## [PROBLEM TO WORK ON]
Show all lines containing "light" from the data below.

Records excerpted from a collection
=-=-=

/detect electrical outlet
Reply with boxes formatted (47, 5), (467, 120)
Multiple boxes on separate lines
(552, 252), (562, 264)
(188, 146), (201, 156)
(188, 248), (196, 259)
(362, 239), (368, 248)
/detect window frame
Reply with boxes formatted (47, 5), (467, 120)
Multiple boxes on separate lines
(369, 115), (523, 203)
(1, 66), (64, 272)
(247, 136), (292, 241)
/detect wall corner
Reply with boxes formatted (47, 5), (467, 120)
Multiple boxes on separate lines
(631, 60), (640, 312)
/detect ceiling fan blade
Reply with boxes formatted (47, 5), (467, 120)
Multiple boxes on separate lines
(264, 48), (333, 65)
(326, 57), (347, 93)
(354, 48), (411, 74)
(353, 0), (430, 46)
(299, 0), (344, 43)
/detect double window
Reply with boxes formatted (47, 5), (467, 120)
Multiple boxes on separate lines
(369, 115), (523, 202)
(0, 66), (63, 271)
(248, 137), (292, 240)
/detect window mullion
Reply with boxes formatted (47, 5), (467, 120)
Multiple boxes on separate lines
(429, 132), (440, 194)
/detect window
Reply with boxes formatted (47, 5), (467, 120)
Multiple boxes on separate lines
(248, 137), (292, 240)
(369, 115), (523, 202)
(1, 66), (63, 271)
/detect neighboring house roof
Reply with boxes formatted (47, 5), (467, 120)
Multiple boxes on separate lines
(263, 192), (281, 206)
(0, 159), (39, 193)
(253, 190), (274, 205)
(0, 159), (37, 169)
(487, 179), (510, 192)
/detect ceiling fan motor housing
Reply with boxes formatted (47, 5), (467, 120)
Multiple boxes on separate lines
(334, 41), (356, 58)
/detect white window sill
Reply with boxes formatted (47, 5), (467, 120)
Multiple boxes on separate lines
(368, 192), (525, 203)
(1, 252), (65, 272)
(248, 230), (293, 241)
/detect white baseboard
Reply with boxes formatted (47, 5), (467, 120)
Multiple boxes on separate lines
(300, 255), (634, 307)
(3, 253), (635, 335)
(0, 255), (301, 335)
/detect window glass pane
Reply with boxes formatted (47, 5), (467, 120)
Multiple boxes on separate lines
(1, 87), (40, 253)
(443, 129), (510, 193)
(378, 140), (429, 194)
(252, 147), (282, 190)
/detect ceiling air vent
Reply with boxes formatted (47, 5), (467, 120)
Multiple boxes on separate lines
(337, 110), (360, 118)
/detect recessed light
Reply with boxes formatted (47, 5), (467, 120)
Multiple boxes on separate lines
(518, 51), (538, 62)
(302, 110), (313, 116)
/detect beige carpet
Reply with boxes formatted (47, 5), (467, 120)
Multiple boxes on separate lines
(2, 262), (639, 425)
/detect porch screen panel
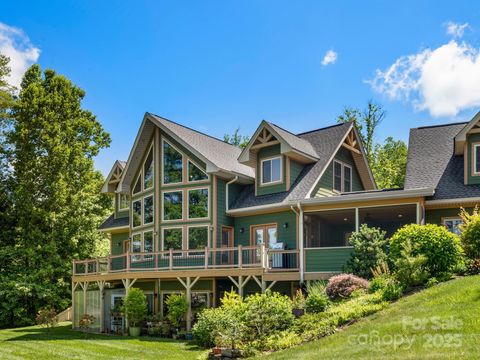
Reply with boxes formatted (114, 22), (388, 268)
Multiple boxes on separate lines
(359, 204), (416, 238)
(73, 290), (84, 327)
(304, 209), (355, 247)
(86, 290), (101, 329)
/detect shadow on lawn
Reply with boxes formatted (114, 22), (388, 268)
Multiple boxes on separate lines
(6, 324), (201, 351)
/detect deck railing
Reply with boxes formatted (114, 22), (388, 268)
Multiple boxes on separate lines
(73, 246), (300, 276)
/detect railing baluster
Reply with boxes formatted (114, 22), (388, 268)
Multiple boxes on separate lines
(204, 247), (208, 269)
(238, 245), (243, 268)
(169, 249), (173, 270)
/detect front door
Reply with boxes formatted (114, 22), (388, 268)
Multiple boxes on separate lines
(220, 226), (233, 265)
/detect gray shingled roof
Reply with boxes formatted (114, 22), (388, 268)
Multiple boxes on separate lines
(267, 122), (318, 159)
(150, 114), (255, 178)
(405, 122), (480, 200)
(99, 213), (129, 230)
(231, 122), (352, 209)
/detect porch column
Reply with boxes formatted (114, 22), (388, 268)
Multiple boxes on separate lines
(96, 280), (106, 333)
(177, 276), (200, 331)
(72, 281), (79, 328)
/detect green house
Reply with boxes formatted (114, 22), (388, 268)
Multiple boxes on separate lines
(72, 111), (480, 332)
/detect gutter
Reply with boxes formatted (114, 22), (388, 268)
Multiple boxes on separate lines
(291, 203), (304, 284)
(425, 196), (480, 206)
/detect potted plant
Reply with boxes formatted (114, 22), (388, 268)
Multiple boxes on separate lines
(121, 288), (147, 337)
(165, 294), (188, 339)
(292, 289), (305, 317)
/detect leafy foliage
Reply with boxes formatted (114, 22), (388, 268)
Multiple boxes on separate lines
(0, 62), (111, 328)
(459, 206), (480, 260)
(305, 282), (329, 313)
(223, 128), (250, 149)
(122, 288), (147, 328)
(345, 224), (388, 279)
(389, 224), (463, 278)
(35, 308), (58, 331)
(326, 274), (369, 300)
(371, 137), (407, 189)
(393, 239), (429, 288)
(165, 293), (188, 328)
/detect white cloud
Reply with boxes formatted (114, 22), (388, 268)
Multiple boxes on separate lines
(321, 50), (337, 66)
(368, 40), (480, 117)
(445, 21), (469, 38)
(0, 22), (40, 89)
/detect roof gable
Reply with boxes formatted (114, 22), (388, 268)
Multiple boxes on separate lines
(454, 111), (480, 155)
(101, 160), (126, 193)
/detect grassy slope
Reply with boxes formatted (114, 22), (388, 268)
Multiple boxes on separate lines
(0, 323), (205, 360)
(262, 276), (480, 360)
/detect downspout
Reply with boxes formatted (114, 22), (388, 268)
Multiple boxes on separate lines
(226, 176), (239, 211)
(291, 202), (304, 284)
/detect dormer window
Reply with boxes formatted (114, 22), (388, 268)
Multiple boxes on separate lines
(473, 143), (480, 175)
(118, 194), (129, 210)
(333, 160), (352, 193)
(261, 156), (282, 185)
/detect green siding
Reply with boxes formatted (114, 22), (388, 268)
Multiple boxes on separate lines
(467, 133), (480, 184)
(234, 211), (297, 249)
(313, 147), (364, 197)
(159, 279), (213, 291)
(290, 160), (304, 186)
(111, 232), (129, 256)
(243, 281), (293, 297)
(305, 248), (354, 272)
(426, 207), (473, 225)
(216, 179), (235, 247)
(256, 144), (287, 196)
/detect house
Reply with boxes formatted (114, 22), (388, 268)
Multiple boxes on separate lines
(72, 111), (480, 332)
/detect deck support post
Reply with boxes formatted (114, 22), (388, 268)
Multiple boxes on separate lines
(228, 275), (251, 298)
(96, 280), (106, 333)
(177, 276), (200, 331)
(78, 281), (89, 317)
(252, 276), (275, 293)
(121, 278), (137, 330)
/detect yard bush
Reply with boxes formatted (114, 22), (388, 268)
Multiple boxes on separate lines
(466, 258), (480, 275)
(389, 224), (463, 278)
(393, 239), (429, 288)
(305, 281), (329, 313)
(35, 308), (58, 331)
(345, 224), (388, 279)
(460, 207), (480, 260)
(122, 288), (147, 328)
(326, 274), (369, 300)
(164, 294), (188, 329)
(263, 330), (303, 351)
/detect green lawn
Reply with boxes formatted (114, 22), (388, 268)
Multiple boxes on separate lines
(0, 323), (205, 360)
(261, 275), (480, 360)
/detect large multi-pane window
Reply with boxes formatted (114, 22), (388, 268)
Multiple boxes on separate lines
(188, 226), (209, 249)
(143, 195), (153, 224)
(163, 227), (183, 250)
(261, 156), (282, 185)
(188, 188), (209, 219)
(132, 200), (142, 227)
(144, 148), (154, 190)
(163, 140), (183, 184)
(131, 231), (154, 260)
(163, 191), (183, 221)
(188, 160), (208, 182)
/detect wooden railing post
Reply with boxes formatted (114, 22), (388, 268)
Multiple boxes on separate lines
(169, 249), (173, 270)
(238, 245), (243, 268)
(84, 261), (87, 275)
(126, 251), (130, 271)
(204, 247), (208, 269)
(261, 244), (266, 269)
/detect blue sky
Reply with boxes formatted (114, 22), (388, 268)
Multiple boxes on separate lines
(2, 1), (480, 174)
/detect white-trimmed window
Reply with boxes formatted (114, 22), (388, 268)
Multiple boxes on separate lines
(162, 227), (183, 251)
(473, 143), (480, 175)
(188, 159), (208, 182)
(162, 139), (183, 185)
(143, 195), (154, 225)
(118, 194), (129, 211)
(163, 190), (183, 221)
(333, 160), (352, 193)
(443, 217), (463, 236)
(131, 230), (154, 261)
(132, 199), (142, 228)
(133, 144), (154, 194)
(261, 156), (282, 185)
(188, 188), (209, 220)
(188, 225), (209, 249)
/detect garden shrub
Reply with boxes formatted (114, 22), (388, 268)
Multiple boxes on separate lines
(393, 239), (429, 288)
(35, 308), (58, 331)
(263, 330), (303, 351)
(292, 289), (305, 310)
(121, 288), (147, 328)
(426, 277), (438, 288)
(305, 281), (329, 313)
(165, 293), (188, 329)
(368, 262), (403, 301)
(326, 274), (369, 300)
(460, 207), (480, 259)
(192, 307), (226, 347)
(389, 224), (463, 277)
(466, 258), (480, 275)
(345, 224), (388, 279)
(294, 313), (338, 342)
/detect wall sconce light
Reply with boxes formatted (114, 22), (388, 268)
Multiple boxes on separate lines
(283, 222), (289, 229)
(116, 242), (121, 247)
(240, 227), (245, 234)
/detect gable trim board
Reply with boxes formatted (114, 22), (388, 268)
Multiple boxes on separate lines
(454, 111), (480, 155)
(102, 160), (126, 193)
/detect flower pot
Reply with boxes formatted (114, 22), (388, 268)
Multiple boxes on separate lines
(292, 308), (305, 317)
(129, 326), (141, 337)
(212, 347), (222, 355)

=-=-=

## [EXERCISE OUTPUT]
/detect recessed light
/detect wall sconce light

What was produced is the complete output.